(Object outline annotations)
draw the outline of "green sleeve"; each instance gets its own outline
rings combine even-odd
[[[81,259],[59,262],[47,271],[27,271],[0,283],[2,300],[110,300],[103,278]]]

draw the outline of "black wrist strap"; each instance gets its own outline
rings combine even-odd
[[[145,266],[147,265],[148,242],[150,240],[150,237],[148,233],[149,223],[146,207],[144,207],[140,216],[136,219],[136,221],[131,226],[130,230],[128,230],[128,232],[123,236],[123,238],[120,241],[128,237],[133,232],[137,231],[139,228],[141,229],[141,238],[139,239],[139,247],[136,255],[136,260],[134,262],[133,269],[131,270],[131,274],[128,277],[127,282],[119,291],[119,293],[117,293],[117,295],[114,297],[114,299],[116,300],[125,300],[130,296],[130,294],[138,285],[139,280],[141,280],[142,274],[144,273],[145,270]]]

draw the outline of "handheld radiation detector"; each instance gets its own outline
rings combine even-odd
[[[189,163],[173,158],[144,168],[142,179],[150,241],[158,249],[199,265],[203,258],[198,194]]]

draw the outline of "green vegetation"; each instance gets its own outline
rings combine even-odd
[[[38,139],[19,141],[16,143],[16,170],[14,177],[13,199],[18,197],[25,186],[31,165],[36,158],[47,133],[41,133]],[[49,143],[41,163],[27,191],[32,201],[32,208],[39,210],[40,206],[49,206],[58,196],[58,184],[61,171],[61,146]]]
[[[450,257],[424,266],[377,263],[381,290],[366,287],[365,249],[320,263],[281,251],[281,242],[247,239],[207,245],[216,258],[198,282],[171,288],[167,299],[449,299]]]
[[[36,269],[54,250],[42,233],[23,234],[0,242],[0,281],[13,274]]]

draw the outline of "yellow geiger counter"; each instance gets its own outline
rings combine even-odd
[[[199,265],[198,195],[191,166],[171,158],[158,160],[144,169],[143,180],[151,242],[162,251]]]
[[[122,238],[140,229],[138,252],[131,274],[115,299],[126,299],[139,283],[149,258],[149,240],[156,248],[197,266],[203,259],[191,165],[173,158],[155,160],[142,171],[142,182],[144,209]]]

* Task prompt: Gather each line in the entries above that includes the word "green", and list those lines.

* In response:
draw the outline of "green sleeve"; each instance gets its own outline
draw the outline of "green vegetation"; each instance gets its own outline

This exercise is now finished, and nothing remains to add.